Saved entries:
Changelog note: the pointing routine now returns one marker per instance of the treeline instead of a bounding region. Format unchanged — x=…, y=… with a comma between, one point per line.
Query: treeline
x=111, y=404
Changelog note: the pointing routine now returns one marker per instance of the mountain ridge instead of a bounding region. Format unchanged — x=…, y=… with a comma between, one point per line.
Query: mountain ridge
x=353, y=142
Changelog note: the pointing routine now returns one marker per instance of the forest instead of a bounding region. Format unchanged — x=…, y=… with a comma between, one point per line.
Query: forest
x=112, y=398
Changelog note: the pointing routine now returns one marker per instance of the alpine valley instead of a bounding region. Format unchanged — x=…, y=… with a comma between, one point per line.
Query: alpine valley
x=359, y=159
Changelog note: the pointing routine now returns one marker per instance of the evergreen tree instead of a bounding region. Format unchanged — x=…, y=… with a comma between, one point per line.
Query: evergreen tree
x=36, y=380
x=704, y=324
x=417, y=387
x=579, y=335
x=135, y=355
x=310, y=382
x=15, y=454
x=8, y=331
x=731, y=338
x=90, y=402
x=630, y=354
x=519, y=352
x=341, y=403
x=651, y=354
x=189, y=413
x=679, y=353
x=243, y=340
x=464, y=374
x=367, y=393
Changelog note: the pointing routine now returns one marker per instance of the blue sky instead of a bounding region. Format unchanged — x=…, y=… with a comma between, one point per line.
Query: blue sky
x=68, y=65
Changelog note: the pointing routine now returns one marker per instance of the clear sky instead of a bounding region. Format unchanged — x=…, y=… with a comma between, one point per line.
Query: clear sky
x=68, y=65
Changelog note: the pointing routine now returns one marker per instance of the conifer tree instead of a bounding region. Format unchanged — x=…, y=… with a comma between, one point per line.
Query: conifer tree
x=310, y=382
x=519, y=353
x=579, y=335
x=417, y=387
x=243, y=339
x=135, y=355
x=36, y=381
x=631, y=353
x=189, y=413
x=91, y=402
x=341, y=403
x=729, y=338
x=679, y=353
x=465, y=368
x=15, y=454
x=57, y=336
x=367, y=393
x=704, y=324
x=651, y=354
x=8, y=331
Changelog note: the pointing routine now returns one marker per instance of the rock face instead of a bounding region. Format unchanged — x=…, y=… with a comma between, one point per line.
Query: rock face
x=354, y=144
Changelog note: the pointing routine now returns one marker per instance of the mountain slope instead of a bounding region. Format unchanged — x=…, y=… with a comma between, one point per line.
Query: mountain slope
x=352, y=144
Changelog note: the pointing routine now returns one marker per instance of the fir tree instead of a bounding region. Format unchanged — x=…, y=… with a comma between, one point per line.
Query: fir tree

■ **YOUR INSTRUCTIONS**: Give every record again, exactly as it appears.

■ **PROBLEM SOLUTION**:
Changelog note: the pointing routine now returns one marker per instance of the treeline instead of a bounding region. Format unchanged — x=…, y=… with a comma between, one point per line.
Query: treeline
x=111, y=404
Changelog note: the pointing routine now returns one marker per instance of the mountain ridge instead of a bounding region. Format unchanged — x=…, y=… with a comma between, one point per line.
Query: mountain ridge
x=353, y=142
Changelog note: the pointing routine now returns one marker per instance of the forest instead of a bounding region. Format unchanged — x=…, y=… with a comma between, one point per line.
Query: forest
x=112, y=398
Changelog note: the pointing routine now returns one marker per instance of the alpine valley instead of a bounding region. Format unchanged — x=…, y=… with a comma between, one point per line.
Query: alpine valley
x=359, y=159
Changelog note: the pointing routine now returns one marker per instance of the evergreen tree instead of a bounding region. Format unchanged — x=…, y=… with a comma between, one point per line.
Query: evergreen tree
x=36, y=380
x=704, y=324
x=417, y=387
x=579, y=335
x=135, y=355
x=310, y=382
x=15, y=454
x=8, y=331
x=731, y=338
x=90, y=402
x=630, y=354
x=519, y=352
x=341, y=403
x=651, y=354
x=189, y=413
x=679, y=353
x=243, y=340
x=464, y=374
x=367, y=393
Changelog note: the pointing routine now returns one marker per instance of the blue sky instead of a bounding region. Format unchanged — x=…, y=… with a comma between, one point per line.
Query: blue sky
x=68, y=65
Changelog note: the pointing routine now returns one marker per instance of the clear sky instead of a bounding region. Format unchanged — x=…, y=… with a comma between, one point per line.
Query: clear sky
x=68, y=65
Changelog note: the pointing routine now returns one marker per instance of the conifer tree instead of a bounding region. Format unchanged — x=…, y=… with a comma between, one point per line.
Query: conifer tree
x=310, y=382
x=519, y=353
x=579, y=335
x=417, y=387
x=243, y=339
x=135, y=355
x=36, y=381
x=631, y=353
x=189, y=413
x=91, y=402
x=341, y=403
x=729, y=338
x=679, y=353
x=465, y=368
x=15, y=454
x=57, y=336
x=367, y=393
x=704, y=324
x=651, y=354
x=8, y=331
Changelog note: the pointing routine now returns one marker per instance of the rock face instead of a bounding region. Format unchanged — x=…, y=… with a comma between, one point per line.
Query: rock face
x=354, y=144
Changelog note: the pointing routine now returns one marker per instance of the mountain slope instead of a bounding region. Format unchanged — x=…, y=… with a comma between, one point per line.
Query: mountain slope
x=352, y=144
Changelog note: the pointing routine now returns one marker per instance of the fir tree instead of a bounding region. Format unchanged — x=…, y=… with a comma between, one point per line.
Query: fir tree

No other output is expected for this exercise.